### Fragmento de texto
= = =
En el baño común, en forma circular, del techo perforado, una lluvia  fresca sorprendía nuestra piel. Nos vestíamos nuevamente con traje para tomar la merienda. Enseguida la campana chica, que colgaba del aljibe del patio, ordenaba ir a estudiar. Cada grupo marchaba a su aula a preparar las lecciones para el día siguiente. Durante dos horas estudiábamos bajo la dirección de un profesor. Los profesores se turnaban y siempre estaban presentes para que los consultemos sobre cualquier asignatura.
Uno de los recuerdos más gratos de mi vida escolar, es precisamente, este amparo, esta protección de mis maestros.
Otra imagen nítida que guardo, es la de los primeros años, cuando luego de la cena, en el dormitorio, picantes los ojos de sueño, dolorido de cansancio, pero empecinado y tesonero, me dedicaba a superar mi pobre vocabulario, a vencer los problemas, a aprender, a ganarme una beca que aliviara los gastos de mi estudio. A la luz de una vela le debo la beca con la que cursé los tres años de la Normal. Esa beca consistía en el pensionado gratuito más cinco pesos mensuales.
= = =
### Entradas de datos
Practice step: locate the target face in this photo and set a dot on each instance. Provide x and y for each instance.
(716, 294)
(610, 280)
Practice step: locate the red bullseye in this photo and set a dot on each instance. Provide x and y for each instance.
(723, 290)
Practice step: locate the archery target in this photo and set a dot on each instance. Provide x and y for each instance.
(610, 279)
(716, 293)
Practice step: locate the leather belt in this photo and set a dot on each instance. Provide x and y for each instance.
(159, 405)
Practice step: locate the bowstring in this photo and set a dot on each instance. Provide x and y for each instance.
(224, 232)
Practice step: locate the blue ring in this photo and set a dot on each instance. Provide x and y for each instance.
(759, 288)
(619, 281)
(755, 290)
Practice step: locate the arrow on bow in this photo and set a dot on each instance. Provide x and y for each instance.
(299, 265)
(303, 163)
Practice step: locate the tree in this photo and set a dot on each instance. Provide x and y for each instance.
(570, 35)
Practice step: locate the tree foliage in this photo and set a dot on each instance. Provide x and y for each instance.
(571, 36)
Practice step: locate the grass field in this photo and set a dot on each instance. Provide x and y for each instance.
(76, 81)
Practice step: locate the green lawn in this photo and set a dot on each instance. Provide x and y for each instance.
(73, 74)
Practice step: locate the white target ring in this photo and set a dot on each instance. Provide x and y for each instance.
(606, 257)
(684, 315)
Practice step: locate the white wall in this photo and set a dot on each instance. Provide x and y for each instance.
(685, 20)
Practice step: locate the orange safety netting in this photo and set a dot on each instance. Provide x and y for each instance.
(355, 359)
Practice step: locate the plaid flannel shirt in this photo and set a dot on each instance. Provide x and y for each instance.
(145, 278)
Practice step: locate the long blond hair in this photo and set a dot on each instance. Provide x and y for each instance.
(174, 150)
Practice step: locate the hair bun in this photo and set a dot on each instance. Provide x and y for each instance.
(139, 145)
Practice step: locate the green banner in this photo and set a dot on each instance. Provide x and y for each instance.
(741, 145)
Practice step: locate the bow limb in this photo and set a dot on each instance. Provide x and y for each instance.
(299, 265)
= = =
### Tareas y ejercicios
A) Expresa como una lista JSON de cadenas, una por línea y sin las líneas en blanco, el tramo de las entradas que va desde la línea que contiene "Practice step: locate the plaid" hasta el final de las entradas.
B) Escribe la continuación del texto sobre los recuerdos de la vida escolar, empezando después de su última oración.

### Resultados en orden
A)
[
  "Practice step: locate the plaid flannel shirt in this photo and set a dot on each instance. Provide x and y for each instance.",
  "(145, 278)",
  "Practice step: locate the long blond hair in this photo and set a dot on each instance. Provide x and y for each instance.",
  "(174, 150)",
  "Practice step: locate the hair bun in this photo and set a dot on each instance. Provide x and y for each instance.",
  "(139, 145)",
  "Practice step: locate the green banner in this photo and set a dot on each instance. Provide x and y for each instance.",
  "(741, 145)",
  "Practice step: locate the bow limb in this photo and set a dot on each instance. Provide x and y for each instance.",
  "(299, 265)"
]

B)
Papá firmó un acuerdo por el cual, cuando yo me recibiese, ejercería primero en la campaña.
Al acto de recepción, cargado de solemnidad, concurrieron el Gobernador y las autoridades del Ministerio de Educación (de la provincia de Entre Ríos).
Sentido y magnífico homenaje a los maestros rurales que habrían de emprender una lucha contra la ignorancia de los olvidados por todos, en los rincones salvajes de la Patria, dedicando su vida a los hijos del gaucho, futuro de una Argentina mejor.
La Escuela Alberdi nos había formado maestros, no sólo capacitados, sino, y por sobre todas las cosas: moralmente íntegros. Y maestros de vocación.
Era el 30 de noviembre de 1919. 

                                                                  V

El 1º de marzo de 1920 llegó mi nombramiento como director de la Escuela Nº 17 de Altamirano Norte, Departamento de Rosario Tala. Nadie sabía donde quedaba. Viajé a Rosario Tala para informarme.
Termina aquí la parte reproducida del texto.